▶ [WHAT YOU HAVE TO DO]
Report each line of the data below that contains the string "instance", copying those lines in full.

◇ ◇ ◇ ◇ ◇ ◇ ◇

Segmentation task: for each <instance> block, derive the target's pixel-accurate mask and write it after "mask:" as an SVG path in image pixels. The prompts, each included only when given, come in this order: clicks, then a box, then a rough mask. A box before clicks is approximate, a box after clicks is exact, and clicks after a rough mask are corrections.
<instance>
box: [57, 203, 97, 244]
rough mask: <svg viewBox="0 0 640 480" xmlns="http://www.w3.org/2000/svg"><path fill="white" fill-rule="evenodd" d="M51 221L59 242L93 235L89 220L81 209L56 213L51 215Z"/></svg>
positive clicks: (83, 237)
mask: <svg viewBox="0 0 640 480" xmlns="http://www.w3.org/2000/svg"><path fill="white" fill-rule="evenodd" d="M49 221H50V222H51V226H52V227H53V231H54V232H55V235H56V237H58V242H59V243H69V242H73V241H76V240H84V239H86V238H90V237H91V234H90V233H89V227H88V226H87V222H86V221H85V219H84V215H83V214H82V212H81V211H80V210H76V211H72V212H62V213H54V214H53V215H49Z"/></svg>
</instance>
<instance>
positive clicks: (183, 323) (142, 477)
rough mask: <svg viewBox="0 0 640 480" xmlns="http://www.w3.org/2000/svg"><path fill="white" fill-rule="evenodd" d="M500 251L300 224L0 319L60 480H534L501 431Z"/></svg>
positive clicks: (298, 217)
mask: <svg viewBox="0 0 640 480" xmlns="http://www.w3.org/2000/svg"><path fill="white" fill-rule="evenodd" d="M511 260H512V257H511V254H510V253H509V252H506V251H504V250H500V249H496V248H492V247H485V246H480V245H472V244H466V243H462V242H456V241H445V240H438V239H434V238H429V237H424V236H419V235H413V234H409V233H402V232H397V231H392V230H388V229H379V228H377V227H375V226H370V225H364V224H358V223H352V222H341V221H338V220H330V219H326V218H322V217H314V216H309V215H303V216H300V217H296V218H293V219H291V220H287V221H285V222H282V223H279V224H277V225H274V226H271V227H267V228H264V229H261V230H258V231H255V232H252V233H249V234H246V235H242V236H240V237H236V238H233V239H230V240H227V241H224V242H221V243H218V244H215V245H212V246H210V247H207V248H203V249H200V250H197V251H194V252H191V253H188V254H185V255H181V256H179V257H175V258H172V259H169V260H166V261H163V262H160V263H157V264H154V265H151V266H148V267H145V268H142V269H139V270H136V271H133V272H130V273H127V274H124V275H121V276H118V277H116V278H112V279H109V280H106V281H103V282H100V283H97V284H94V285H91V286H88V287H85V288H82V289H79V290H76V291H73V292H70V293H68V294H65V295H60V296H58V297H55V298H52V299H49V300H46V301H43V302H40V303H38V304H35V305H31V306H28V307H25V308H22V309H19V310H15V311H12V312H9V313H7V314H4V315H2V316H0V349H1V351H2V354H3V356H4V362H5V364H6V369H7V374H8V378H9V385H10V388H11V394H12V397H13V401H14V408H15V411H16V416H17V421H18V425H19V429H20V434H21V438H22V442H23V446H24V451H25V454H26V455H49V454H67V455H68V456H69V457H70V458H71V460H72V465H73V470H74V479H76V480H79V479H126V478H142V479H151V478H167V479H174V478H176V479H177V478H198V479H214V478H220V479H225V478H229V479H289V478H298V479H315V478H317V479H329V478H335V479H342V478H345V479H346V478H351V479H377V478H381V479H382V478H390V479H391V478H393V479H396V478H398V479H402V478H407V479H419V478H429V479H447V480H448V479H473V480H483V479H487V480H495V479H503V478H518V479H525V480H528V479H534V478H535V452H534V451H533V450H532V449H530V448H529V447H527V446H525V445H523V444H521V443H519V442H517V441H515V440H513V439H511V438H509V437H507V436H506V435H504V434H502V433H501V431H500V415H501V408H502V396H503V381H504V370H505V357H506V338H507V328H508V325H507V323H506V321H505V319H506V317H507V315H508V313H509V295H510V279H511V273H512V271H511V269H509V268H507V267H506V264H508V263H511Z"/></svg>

◇ ◇ ◇ ◇ ◇ ◇ ◇

▶ [EXERCISE SOLUTION]
Segmentation task: for each <instance> block, derive the target's pixel-accurate mask and write it after "mask:" as an SVG path in image pixels. The prompts, each included only when given, come in this order: clicks, then a box, then a rough mask. A box before clicks is approximate, a box after clicks is exact, and clicks after a rough mask are corrections.
<instance>
</instance>
<instance>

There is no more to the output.